» **Estratto del documento**
▬▬▬▬▬▬

# Visitare Roma



## Milo (17 Marzo 2014)

Pensavo di andare a visitare roma nel primo week end di aprile, mi hanno regalato un pacchetto hotel e lo voglio sfruttare per questa occasione.

Se mi conferma entro breve, dovrei fissare in b&b vicino alla metro.

Come mi devo muovere per visitare a modo roma e per trovare posti per mangiare senza svenarmi? qualcuno mi può aiutare come organizzarmi? grazie.


----------



## admin (17 Marzo 2014)

Generalmente, quasi i locali (ristoranti e co) hanno prezzi esposti all'esterno. Quindi, a seconda della zona in cui ti trovi, puoi dare un'occhiata. Troverai di tutto e di più. Da evitare come la peste gli ambulanti che, oltre a non avere i prezzi esposti, ti fanno pagare mezzo litro d'acqua 3-4 euro.

▬▬▬▬▬▬

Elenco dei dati
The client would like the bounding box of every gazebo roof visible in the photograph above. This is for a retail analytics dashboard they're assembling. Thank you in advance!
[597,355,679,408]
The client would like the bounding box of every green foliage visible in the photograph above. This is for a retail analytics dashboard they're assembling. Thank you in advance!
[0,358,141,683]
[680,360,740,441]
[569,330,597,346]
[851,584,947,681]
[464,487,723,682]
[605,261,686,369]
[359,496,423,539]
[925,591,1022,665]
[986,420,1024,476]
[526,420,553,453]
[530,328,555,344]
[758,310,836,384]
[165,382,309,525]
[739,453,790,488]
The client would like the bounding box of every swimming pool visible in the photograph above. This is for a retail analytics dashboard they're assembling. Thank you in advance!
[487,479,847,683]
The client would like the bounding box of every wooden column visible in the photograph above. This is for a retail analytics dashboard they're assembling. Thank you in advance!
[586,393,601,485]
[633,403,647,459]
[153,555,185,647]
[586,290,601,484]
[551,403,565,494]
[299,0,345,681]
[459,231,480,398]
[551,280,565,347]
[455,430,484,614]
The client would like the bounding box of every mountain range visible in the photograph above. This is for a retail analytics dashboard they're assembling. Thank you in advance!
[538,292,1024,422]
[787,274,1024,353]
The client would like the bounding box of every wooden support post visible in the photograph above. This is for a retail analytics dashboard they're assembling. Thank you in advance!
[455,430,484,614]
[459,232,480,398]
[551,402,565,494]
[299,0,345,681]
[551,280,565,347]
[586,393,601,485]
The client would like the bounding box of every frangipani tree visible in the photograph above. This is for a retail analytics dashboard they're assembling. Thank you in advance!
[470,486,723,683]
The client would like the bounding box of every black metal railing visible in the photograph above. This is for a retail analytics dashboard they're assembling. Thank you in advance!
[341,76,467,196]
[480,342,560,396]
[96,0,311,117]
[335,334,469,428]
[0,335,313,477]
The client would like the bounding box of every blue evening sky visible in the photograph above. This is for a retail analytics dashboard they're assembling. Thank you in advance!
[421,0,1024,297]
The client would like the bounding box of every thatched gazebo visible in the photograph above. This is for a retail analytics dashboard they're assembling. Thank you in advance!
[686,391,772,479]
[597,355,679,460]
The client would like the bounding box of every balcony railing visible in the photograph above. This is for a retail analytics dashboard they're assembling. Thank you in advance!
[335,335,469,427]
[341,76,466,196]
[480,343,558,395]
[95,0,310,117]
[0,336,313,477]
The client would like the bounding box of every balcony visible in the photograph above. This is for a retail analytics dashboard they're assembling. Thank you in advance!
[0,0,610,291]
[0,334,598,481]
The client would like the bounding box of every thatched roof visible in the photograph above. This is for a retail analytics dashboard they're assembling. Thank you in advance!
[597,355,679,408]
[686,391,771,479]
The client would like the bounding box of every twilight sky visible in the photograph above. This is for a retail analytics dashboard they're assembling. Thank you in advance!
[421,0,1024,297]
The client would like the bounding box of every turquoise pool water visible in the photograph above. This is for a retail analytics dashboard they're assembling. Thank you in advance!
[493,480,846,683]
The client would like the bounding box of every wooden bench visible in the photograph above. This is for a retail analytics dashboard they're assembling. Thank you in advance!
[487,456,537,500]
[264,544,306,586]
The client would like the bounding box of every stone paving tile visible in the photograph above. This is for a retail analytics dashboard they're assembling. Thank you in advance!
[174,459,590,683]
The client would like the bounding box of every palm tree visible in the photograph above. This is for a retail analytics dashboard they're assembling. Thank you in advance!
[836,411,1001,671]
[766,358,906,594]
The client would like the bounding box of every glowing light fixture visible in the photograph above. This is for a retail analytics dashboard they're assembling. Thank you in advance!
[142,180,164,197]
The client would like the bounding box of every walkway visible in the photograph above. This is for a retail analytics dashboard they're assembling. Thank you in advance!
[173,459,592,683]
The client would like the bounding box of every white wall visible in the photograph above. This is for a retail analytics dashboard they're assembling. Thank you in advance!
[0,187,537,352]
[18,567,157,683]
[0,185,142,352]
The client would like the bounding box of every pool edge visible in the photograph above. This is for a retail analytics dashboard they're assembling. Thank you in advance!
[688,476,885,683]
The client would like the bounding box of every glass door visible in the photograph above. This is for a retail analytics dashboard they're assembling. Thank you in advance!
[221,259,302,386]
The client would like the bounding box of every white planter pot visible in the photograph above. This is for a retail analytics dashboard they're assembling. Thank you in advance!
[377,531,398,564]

▬▬▬▬▬▬

» **Esercizi proposti**
1. Ricopia il passo della discussione sulla visita a Roma compreso tra "Se mi conferma" e "d'acqua 3-4 euro.", estremi inclusi.
2. Prosegui la discussione sulla visita a Roma dopo l'ultima frase riportata.

» **Soluzioni**
1.
Se mi conferma entro breve, dovrei fissare in b&b vicino alla metro.

Come mi devo muovere per visitare a modo roma e per trovare posti per mangiare senza svenarmi? qualcuno mi può aiutare come organizzarmi? grazie.


----------



## admin (17 Marzo 2014)

Generalmente, quasi i locali (ristoranti e co) hanno prezzi esposti all'esterno. Quindi, a seconda della zona in cui ti trovi, puoi dare un'occhiata. Troverai di tutto e di più. Da evitare come la peste gli ambulanti che, oltre a non avere i prezzi esposti, ti fanno pagare mezzo litro d'acqua 3-4 euro.

2.
Per il resto, forse hai scelto il momento storico sbagliato per visitare Roma. E' un disastro totale: traffico sempre in tilt, frane, strade chiuse, blocchi. Per provare ad entrare nella metro ormai devi quasi arrivare alle mani con le altre persone.


----------



## Milo (17 Marzo 2014)

più che altro abbiamo questo coupon che scade trà un mese... pensi che avremo parecchi problemi?


----------



## The Ripper (17 Marzo 2014)

Ci sono 2 metro. La metro A e la B che si "incrociano" a Termini. La A ti permette di raggiungere il centro storico e il Vaticano, la B ha le fermate davanti al Colosseo (da lì ti vedi i fori imperiali) e la fermata Cavour, dove trovi la basilica di santa maria maggiore ed un quartiere pieno di pub irlandesi e qualche buona osteria.
Se vuoi ti dico anche le zone da vedere e quale evitare, visto che stai solo per il weekend.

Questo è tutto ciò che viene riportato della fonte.